Page excerpt:
____________________

Most agent projects start with two Markdown files: HANDOFF.md for current state and LOG.md for append-only history. This works until it doesn’t. The Dead Light Framework offers a three-question test to identify when file-based coordination becomes the bottleneck and what tier of infrastructure you actually need.
The File-Based State Pattern
The minimal setup looks like this:
- HANDOFF.md: Current snapshot. Agent reads this first on session start. Contains active tasks, decisions, blockers.
- LOG.md: Append-only history. Every meaningful action gets logged. HANDOFF is derived from LOG.
This pattern works because agents reset to zero memory each session. Files provide durable state without databases, message queues, or orchestration layers.
The failure mode is predictable: file I/O becomes a coordination bottleneck when multiple agents or sessions need concurrent access.
The Three-Question Test
Run this in three minutes to find your infrastructure tier:
1. How many concurrent sessions touch the same state?
- One session, one repo: Plain README or single HANDOFF file works.
- Multiple sessions, sequential: Two files (HANDOFF + LOG) handle it.
- Multiple sessions, concurrent: File locks break down. You need structured state.
2. How often does state change?
- Hourly or daily: Files are fine. Append to LOG, regenerate HANDOFF.
- Every few minutes: File writes start causing conflicts.
- Sub-minute: Files are already the bottleneck. Move to in-memory or database.

____________________

Provided data:
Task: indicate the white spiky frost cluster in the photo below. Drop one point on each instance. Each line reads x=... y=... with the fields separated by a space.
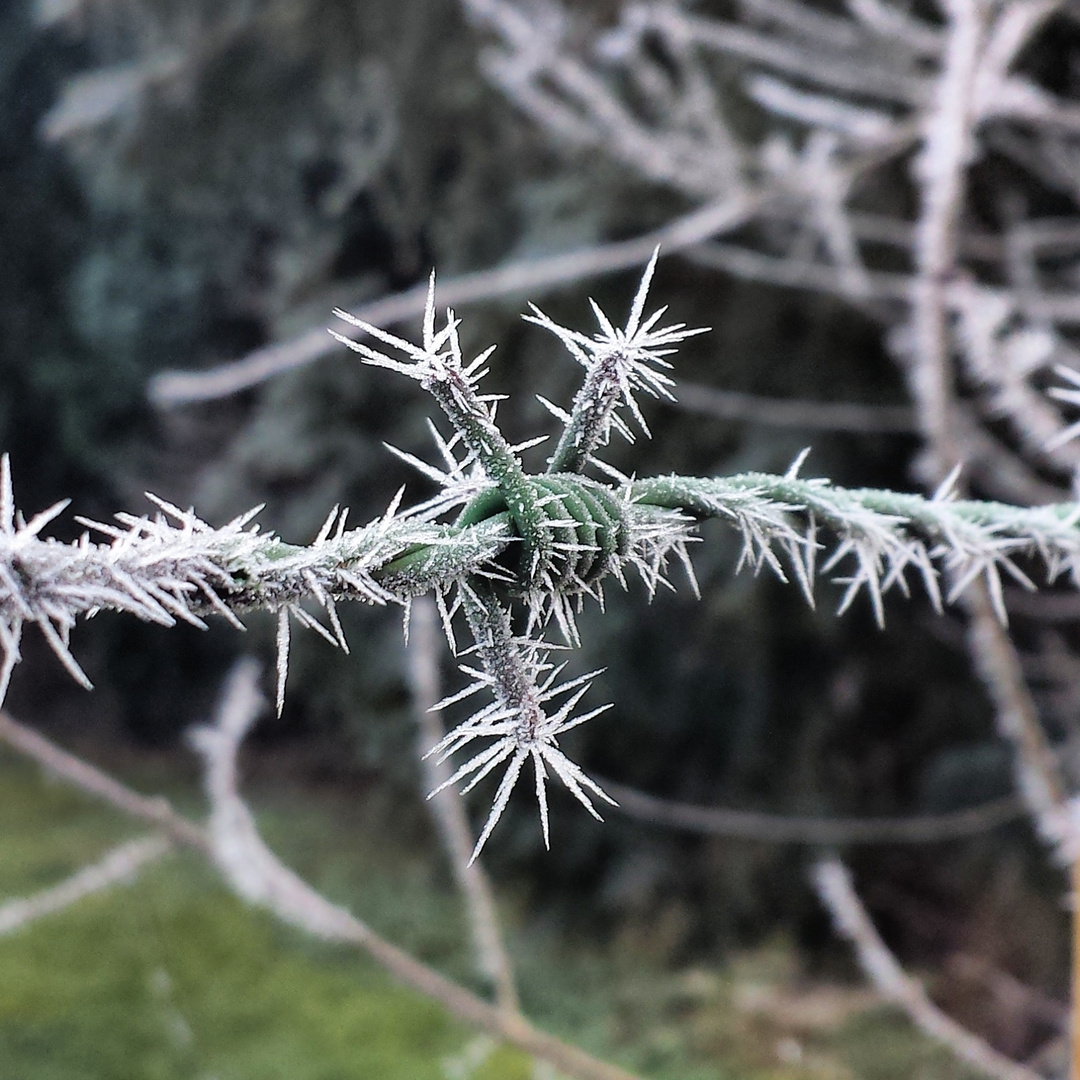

____________________

Work required: Rewrite the excerpt on file-based agent coordination starting at "Most agent projects" and ending at "derived from LOG.", replacing "Markdown" with "plain-text". The data is separate material, apart from the excerpt on file-based agent coordination.

Problem solution:
Most agent projects start with two plain-text files: HANDOFF.md for current state and LOG.md for append-only history. This works until it doesn’t. The Dead Light Framework offers a three-question test to identify when file-based coordination becomes the bottleneck and what tier of infrastructure you actually need.
The File-Based State Pattern
The minimal setup looks like this:
- HANDOFF.md: Current snapshot. Agent reads this first on session start. Contains active tasks, decisions, blockers.
- LOG.md: Append-only history. Every meaningful action gets logged. HANDOFF is derived from LOG.